What to work on:
Each line of the records that follow must come back exactly, with pictures skipped.

Region pointing data:
- - - -
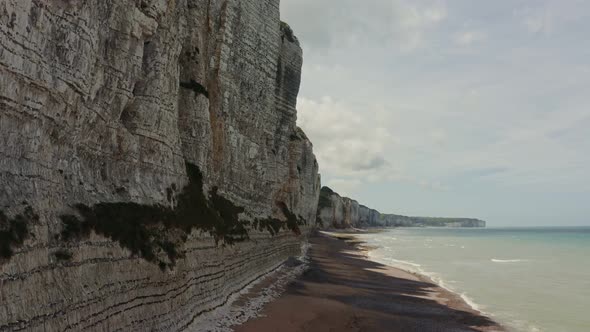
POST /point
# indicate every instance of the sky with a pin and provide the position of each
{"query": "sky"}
(456, 108)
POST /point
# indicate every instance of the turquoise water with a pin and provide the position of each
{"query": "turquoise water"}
(529, 279)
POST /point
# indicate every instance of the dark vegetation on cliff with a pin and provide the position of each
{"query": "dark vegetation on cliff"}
(14, 231)
(288, 32)
(325, 200)
(148, 230)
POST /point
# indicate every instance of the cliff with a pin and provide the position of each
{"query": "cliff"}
(339, 212)
(150, 165)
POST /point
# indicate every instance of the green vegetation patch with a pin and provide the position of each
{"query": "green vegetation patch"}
(14, 231)
(325, 200)
(151, 230)
(288, 32)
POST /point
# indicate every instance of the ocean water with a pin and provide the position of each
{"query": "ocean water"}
(528, 279)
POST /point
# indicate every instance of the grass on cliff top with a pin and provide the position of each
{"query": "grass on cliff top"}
(151, 230)
(14, 231)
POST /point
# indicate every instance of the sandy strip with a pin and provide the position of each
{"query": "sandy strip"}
(344, 291)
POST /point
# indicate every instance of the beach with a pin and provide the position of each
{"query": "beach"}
(342, 290)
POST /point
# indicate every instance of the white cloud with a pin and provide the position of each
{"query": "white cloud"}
(468, 37)
(349, 142)
(539, 21)
(401, 24)
(446, 101)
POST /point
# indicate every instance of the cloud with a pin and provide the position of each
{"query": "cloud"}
(468, 37)
(401, 24)
(349, 141)
(446, 104)
(539, 21)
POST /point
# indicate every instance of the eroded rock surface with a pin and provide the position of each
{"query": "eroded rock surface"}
(111, 102)
(335, 211)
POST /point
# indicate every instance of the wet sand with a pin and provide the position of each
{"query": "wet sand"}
(344, 291)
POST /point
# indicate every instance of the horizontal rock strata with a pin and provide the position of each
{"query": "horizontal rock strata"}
(105, 106)
(335, 211)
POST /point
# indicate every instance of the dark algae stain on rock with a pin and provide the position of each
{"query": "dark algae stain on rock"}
(154, 231)
(14, 231)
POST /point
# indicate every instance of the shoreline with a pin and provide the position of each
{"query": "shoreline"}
(344, 290)
(365, 249)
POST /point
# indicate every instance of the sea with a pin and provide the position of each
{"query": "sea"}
(527, 279)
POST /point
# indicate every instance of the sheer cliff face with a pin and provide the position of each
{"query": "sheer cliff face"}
(335, 211)
(110, 104)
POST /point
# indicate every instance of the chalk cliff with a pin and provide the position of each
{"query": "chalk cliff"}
(335, 211)
(150, 165)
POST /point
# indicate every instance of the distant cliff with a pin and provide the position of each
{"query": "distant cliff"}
(335, 211)
(150, 163)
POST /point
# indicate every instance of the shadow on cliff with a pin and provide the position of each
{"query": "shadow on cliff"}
(395, 304)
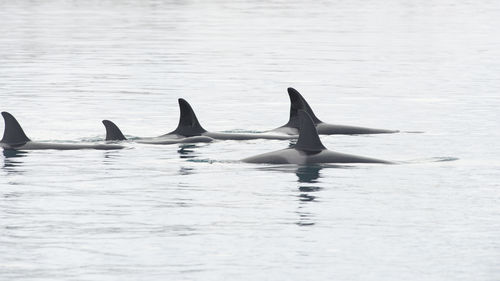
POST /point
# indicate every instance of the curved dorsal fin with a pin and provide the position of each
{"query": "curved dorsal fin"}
(13, 133)
(298, 102)
(188, 123)
(112, 131)
(308, 136)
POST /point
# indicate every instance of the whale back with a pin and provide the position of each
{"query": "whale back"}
(188, 123)
(308, 136)
(13, 133)
(113, 133)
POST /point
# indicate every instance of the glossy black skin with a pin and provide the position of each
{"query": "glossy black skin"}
(14, 138)
(297, 102)
(309, 149)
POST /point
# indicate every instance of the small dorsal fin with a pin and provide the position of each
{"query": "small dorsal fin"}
(188, 123)
(308, 136)
(298, 102)
(13, 133)
(112, 131)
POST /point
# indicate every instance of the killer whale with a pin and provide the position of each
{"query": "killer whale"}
(189, 126)
(309, 149)
(113, 133)
(14, 138)
(297, 102)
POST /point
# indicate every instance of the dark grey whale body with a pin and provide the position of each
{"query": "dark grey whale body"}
(190, 127)
(297, 102)
(14, 138)
(113, 133)
(309, 149)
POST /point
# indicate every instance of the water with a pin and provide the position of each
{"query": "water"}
(195, 213)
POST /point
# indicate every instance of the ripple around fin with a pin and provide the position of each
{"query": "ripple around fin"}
(432, 159)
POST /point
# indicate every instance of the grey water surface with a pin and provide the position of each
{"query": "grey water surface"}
(192, 212)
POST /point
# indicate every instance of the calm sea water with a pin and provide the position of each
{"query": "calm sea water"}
(193, 212)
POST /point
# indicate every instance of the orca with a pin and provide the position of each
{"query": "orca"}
(14, 138)
(309, 149)
(297, 102)
(113, 133)
(190, 127)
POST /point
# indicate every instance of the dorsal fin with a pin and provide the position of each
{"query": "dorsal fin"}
(298, 102)
(13, 133)
(308, 136)
(112, 131)
(188, 123)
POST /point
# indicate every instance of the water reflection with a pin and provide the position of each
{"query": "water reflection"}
(186, 151)
(307, 175)
(12, 160)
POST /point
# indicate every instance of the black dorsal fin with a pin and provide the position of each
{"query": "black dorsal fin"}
(308, 136)
(298, 102)
(188, 123)
(13, 133)
(112, 131)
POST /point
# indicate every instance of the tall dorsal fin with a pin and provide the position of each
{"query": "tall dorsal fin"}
(297, 102)
(308, 136)
(112, 131)
(13, 133)
(188, 123)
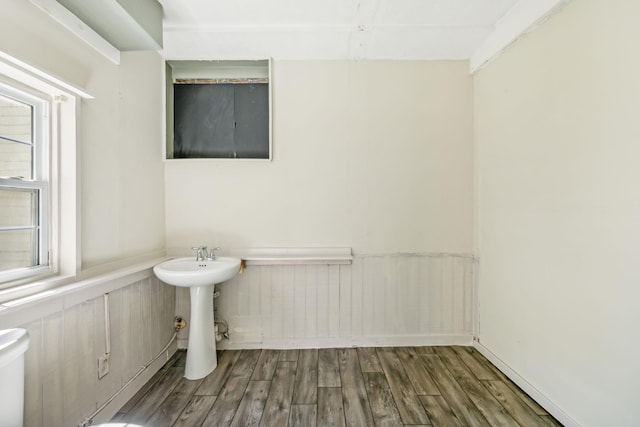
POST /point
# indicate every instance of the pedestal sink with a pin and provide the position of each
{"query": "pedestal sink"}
(200, 277)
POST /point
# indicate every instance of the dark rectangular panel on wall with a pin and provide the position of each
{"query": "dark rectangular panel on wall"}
(221, 121)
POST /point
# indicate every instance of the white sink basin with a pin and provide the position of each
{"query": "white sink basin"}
(187, 272)
(200, 277)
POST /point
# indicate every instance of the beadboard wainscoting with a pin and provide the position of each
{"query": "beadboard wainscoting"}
(377, 300)
(61, 365)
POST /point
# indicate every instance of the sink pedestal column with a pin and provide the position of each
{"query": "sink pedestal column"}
(201, 350)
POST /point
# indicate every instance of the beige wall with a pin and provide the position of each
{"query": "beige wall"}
(557, 131)
(121, 179)
(374, 155)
- - - -
Solution:
POST /point
# indicate every instance of the sky with a pin and provide the position of each
{"query": "sky"}
(456, 108)
POST /point
# indicate every instance of the turquoise water with a pin and provide the position of each
{"query": "turquoise water"}
(529, 279)
POST /point
# indicate every instance of the dark vegetation on cliff with a pin and provide the position of each
{"query": "dark vegetation on cliff"}
(14, 231)
(288, 32)
(325, 200)
(148, 230)
POST /point
# indicate every instance of the cliff with a pin and provide the position of each
{"query": "cliff"}
(339, 212)
(150, 165)
POST /point
# indicate every instance of the green vegetation patch with a pin and provide the position of each
{"query": "green vegetation patch"}
(14, 231)
(325, 200)
(151, 230)
(288, 32)
POST /point
# indicate every instance of the ocean water with a pin and provide the position of each
{"query": "ocean water"}
(528, 279)
POST /point
# indicate every instance of the grass on cliff top with a pin and provide the position of each
{"query": "grass on cliff top"}
(151, 230)
(14, 231)
POST /point
# indicate every instance of the sandy strip with a pin and provide the position of each
{"query": "sandy strip"}
(344, 291)
POST /point
# indicate every instance of the beach with a pin and provide the position of each
{"query": "beach"}
(342, 290)
POST /point
# indicate every instance of the white cloud with a pin and provide the position of each
{"query": "white cloud"}
(468, 37)
(349, 142)
(539, 21)
(401, 24)
(446, 101)
POST /point
# indicate every instance of the cloud with a pin and provide the position of each
{"query": "cloud"}
(468, 37)
(401, 24)
(349, 141)
(446, 104)
(539, 21)
POST /point
# indicate every instance of the eroded rock surface with a pin and provide the position of each
{"query": "eroded rock surface"}
(111, 102)
(335, 211)
POST /point
# indicate every instance of the wet sand with a pin and provide the position of each
{"query": "wet sand"}
(344, 291)
POST /point
# indicate every instance of the horizontal rock strata with a pin and provide the position of each
{"query": "horizontal rock strata"}
(105, 106)
(335, 211)
POST /point
# indicate every instance of the dark algae stain on rock with a pin and provide the position of each
{"query": "dark algae stain on rock"}
(154, 231)
(14, 231)
POST /point
# indicate every instance of the shoreline with a pin and provide the position of each
{"query": "shoreline"}
(344, 290)
(365, 249)
POST /point
# indicate every instance of the sea with a pin and provide the position of each
{"query": "sea"}
(527, 279)
POST /point
# indicate every instance of the sheer cliff face with a pin and provide the position of each
{"query": "sheer cliff face"}
(335, 211)
(110, 104)
POST /point
# indicate every instance of the chalk cliff with a pin and provide the position of each
{"query": "chalk cliff"}
(335, 211)
(150, 165)
POST /point
# indicate every instance of the distant cliff with a pin and provide the position of each
{"query": "distant cliff"}
(335, 211)
(150, 163)
POST /point
# indicate every instance of the shadow on cliff with a pin and provide the position of each
{"query": "shadow on cliff"}
(395, 304)
POST /point
# indicate every instance of the curved dorsal fin with a pin and provide the position of each
{"query": "curved dorsal fin"}
(13, 133)
(298, 102)
(188, 123)
(112, 131)
(308, 136)
POST /point
# indicate every instance of the whale back with a pin and provide the position of each
{"query": "whale back"}
(188, 123)
(308, 136)
(13, 133)
(113, 133)
POST /point
# indicate every instance of the glossy black skin with a pin and provide the position of each
{"query": "glossy black skin"}
(14, 138)
(297, 102)
(309, 149)
POST /point
# indicate every instance of the small dorsal fin with a pin and provide the position of each
{"query": "small dorsal fin"}
(188, 123)
(308, 136)
(298, 102)
(13, 133)
(112, 131)
POST /point
# indicate every instance of the killer whale with a pin and provide the position of each
{"query": "killer whale"}
(189, 126)
(309, 149)
(113, 133)
(14, 138)
(297, 102)
POST /point
# indicate every instance of the dark grey whale body with a pin and provide the position of each
{"query": "dark grey whale body"}
(190, 127)
(297, 102)
(14, 138)
(113, 133)
(309, 149)
POST /point
# indicate every instance of the water with a pin and provide the position of each
{"query": "water"}
(195, 213)
POST /point
# indicate every instance of the ripple around fin with a pin and provide the position of each
{"query": "ripple around fin"}
(432, 159)
POST /point
# indicate every instance of the grey water surface with a pin and provide the position of each
{"query": "grey water surface"}
(192, 212)
POST /point
# indicate every instance of the calm sea water with a pin and provide the position of each
{"query": "calm sea water"}
(193, 212)
POST /point
# indicate every instance of the orca with a pin and provide the position of each
{"query": "orca"}
(14, 138)
(309, 149)
(297, 102)
(113, 133)
(190, 127)
POST /point
# indicate every instance of the dorsal fin with a pin and provide the position of each
{"query": "dorsal fin"}
(298, 102)
(13, 133)
(308, 136)
(112, 131)
(188, 123)
POST /point
# indicate every instance of the water reflection with a pin and provide the position of each
{"query": "water reflection"}
(186, 151)
(307, 175)
(12, 160)
POST /point
# indicate every instance of the black dorsal fin with a pin and provide the position of each
{"query": "black dorsal fin"}
(308, 136)
(298, 102)
(188, 123)
(13, 133)
(112, 131)
POST /point
# indicate every instance of the tall dorsal fin with a pin and provide the position of each
{"query": "tall dorsal fin"}
(297, 102)
(308, 136)
(112, 131)
(13, 133)
(188, 123)
POST /point
# indicate every instance of the pedestal sink with a pin and provide the position of each
{"query": "pedestal sink"}
(200, 277)
POST /point
# indicate every instance of the dark rectangular panel on wall with a pin and provide the position of each
{"query": "dark rectangular panel on wall"}
(221, 121)
POST /point
# indicate every instance of the white sink basin with a pin and provide the position of each
{"query": "white sink basin"}
(187, 272)
(200, 277)
POST /point
# indicate every instance of the beadboard wainscoting with a pin and provide the position of each
{"query": "beadboard wainscoting"}
(377, 300)
(61, 365)
POST /point
# indicate every instance of the sink pedestal column with a pin and provide the position of each
{"query": "sink pedestal column"}
(201, 350)
POST /point
# indicate every instance of the beige wall with a pin and provide the position of each
{"query": "beige wall"}
(557, 131)
(121, 179)
(374, 155)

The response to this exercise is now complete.